**Given instruction**: Rewrite every line of the entries below as a numbered list, skipping any blank lines. Leave the pictures out of your answer.

Data items
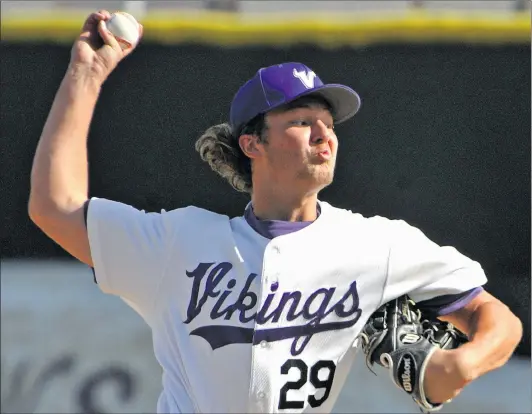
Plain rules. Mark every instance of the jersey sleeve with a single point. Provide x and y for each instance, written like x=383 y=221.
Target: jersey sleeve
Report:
x=439 y=278
x=129 y=250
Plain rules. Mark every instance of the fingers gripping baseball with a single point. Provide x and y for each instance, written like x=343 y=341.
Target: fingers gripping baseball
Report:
x=97 y=50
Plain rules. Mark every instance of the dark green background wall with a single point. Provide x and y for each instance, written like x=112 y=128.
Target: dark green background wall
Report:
x=442 y=140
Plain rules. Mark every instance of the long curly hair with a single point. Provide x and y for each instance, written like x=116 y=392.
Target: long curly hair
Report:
x=219 y=146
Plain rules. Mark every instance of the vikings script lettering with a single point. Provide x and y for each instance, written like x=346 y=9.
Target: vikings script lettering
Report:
x=291 y=306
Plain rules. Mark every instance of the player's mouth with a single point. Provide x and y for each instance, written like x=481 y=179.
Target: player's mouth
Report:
x=324 y=155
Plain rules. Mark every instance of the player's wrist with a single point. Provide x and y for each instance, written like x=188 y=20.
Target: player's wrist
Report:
x=82 y=77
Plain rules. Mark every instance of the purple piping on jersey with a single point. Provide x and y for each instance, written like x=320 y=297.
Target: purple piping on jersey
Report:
x=274 y=228
x=459 y=304
x=443 y=305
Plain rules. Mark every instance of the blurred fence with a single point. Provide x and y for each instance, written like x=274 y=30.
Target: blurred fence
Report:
x=270 y=6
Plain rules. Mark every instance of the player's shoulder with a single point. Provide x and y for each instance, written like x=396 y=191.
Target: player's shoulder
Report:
x=377 y=223
x=194 y=215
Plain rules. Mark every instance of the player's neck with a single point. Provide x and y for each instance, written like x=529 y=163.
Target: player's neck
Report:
x=274 y=206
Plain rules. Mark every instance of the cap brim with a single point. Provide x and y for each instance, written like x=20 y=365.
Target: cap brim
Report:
x=345 y=101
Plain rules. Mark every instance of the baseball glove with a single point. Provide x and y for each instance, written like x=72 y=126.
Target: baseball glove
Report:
x=398 y=338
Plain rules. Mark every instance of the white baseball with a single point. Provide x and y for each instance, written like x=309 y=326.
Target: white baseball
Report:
x=124 y=28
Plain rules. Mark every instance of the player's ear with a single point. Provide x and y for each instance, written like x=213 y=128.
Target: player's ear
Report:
x=249 y=144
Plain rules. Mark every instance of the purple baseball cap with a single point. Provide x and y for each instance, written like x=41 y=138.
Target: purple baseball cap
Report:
x=277 y=85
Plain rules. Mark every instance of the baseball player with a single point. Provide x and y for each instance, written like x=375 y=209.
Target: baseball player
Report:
x=265 y=312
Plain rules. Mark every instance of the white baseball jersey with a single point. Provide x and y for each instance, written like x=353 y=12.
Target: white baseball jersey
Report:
x=247 y=323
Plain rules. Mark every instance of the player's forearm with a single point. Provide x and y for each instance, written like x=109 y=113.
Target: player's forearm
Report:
x=495 y=332
x=59 y=177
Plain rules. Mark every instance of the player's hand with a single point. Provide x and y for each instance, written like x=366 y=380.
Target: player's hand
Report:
x=446 y=375
x=96 y=52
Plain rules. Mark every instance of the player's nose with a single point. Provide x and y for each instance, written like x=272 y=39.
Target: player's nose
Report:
x=320 y=133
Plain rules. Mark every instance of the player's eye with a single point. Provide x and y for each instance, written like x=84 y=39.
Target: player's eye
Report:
x=300 y=122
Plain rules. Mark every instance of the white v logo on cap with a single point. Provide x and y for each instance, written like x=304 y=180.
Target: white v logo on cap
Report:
x=307 y=78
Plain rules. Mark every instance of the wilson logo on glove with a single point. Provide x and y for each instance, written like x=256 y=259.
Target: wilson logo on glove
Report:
x=407 y=372
x=400 y=338
x=410 y=339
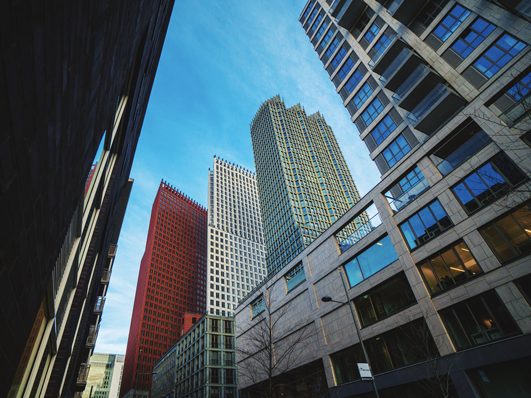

**Correct answer**:
1. Plain rules. Mark every instance of the jersey sleeve with a single point. Provide x and y for each instance, written like x=383 y=221.
2. Target: jersey sleeve
3. Report:
4. x=439 y=278
5. x=129 y=250
6. Plain rules. Mark every instance of the fingers gripping baseball with a single point. Provide x and y for each instance, written like x=343 y=341.
7. Target: fingers gripping baseball
8. Report:
9. x=97 y=50
10. Plain rules. Mark every instance of the dark green background wall with a single point. Provide x and y for each instance, written like x=112 y=128.
11. Target: dark green background wall
12. Report:
13. x=442 y=140
14. Plain rules. Mark every instance of the long curly hair with a single point. Provide x and y for each instance, written like x=116 y=392.
15. Target: long curly hair
16. Report:
17. x=219 y=146
18. Plain rules. Mark every instance of the vikings script lettering with a single point. Provide x and y for each instance, written like x=346 y=9.
19. Target: vikings script lettering
20. Report:
21. x=291 y=306
22. Plain rules. Mark every instance of the player's mouth with a single point. Provide x and y for each instance, written like x=481 y=179.
23. Target: player's mouth
24. Report:
25. x=324 y=155
26. Plain rules. Mark every instance of the player's wrist with a single point. Provide x and y for each instance, written like x=188 y=20.
27. Target: player's wrist
28. Report:
29. x=82 y=77
30. Plain rules. Mark every instance of the purple piping on jersey with a single point. Provide x and y for each instance, written like x=320 y=297.
31. Target: purple piping on jersey
32. Report:
33. x=274 y=228
34. x=459 y=304
35. x=443 y=305
36. Plain rules. Mark every instance of the blurred fence with a single point. Provide x and y for each instance, written like x=274 y=30.
37. Target: blurred fence
38. Report:
39. x=270 y=6
40. Plain rules. Mark every instance of the player's shoulder with a single point. Provide x and y for each instance, written like x=396 y=191.
41. Target: player's shoulder
42. Report:
43. x=377 y=223
44. x=194 y=215
45. Plain rules. Mark every instance of the player's neck with a single point. Provide x and y for each instance, written like x=529 y=163.
46. Target: player's neck
47. Report:
48. x=274 y=206
49. Plain rules. Mark every instance of the cap brim with a single point. Provide x and y for each instance, written like x=20 y=365.
50. Target: cap brim
51. Report:
52. x=345 y=101
53. Plain rules. Mark every instance of the baseball glove with a single point. Provide x and y for each instance, written like x=72 y=126.
54. Target: baseball glove
55. Report:
56. x=398 y=338
57. Plain rules. Mark every instance of the white baseball with a single point. Provide x and y for each instance, written like x=309 y=326.
58. Target: white baseball
59. Report:
60. x=124 y=28
61. Plain rules. Mark every instance of the player's ear with a single point. Provide x and y for each instance, written like x=213 y=128.
62. Target: player's ear
63. Report:
64. x=249 y=144
65. Plain rules. Mark every instance of the purple baseball cap with a single point. Provide x and y for each instance, written like x=41 y=138.
66. Target: purple baseball cap
67. Report:
68. x=277 y=85
69. Plain rules. Mark every instance of the baseball player with a single point. Provide x and y for each instance, written like x=375 y=209.
70. Target: baseball player
71. Report:
72. x=265 y=312
73. Plain rules. Mark every instance of the white baseball jersey with a single point. Provide x and y for each instance, written like x=353 y=12.
74. Target: white baseball jersey
75. Report:
76. x=247 y=323
77. Plain rules. Mark every instance of the player's forearm with a single point. Provide x and y for each instance, written like x=109 y=113.
78. Target: player's forearm
79. Report:
80. x=495 y=332
81. x=59 y=177
82. Plain rules. Mark every instance of the player's hand with a single point. Provide x and y for each instance, written like x=366 y=380.
83. Target: player's hand
84. Report:
85. x=446 y=375
86. x=96 y=52
87. Plain rules. Mark every instance of the player's nose with a single point. Provide x and y for each instance, written like x=272 y=39.
88. Target: player's nose
89. Report:
90. x=320 y=133
91. Plain rules. Mark every instance of the player's eye with a single point. Provide x and y for each instance, written like x=84 y=39.
92. Target: player's eye
93. Report:
94. x=300 y=122
95. Plain rules. Mark every instance of the white v logo on cap with a single point. Provide x and y for each instance, written like x=304 y=180.
96. Target: white v logo on cap
97. Report:
98. x=307 y=78
99. Plain rules. Mark every instance of the wilson logo on glove with a single point. Provide x and y for each instance, written like x=256 y=259.
100. Target: wilson logo on glove
101. Report:
102. x=407 y=372
103. x=400 y=338
104. x=410 y=339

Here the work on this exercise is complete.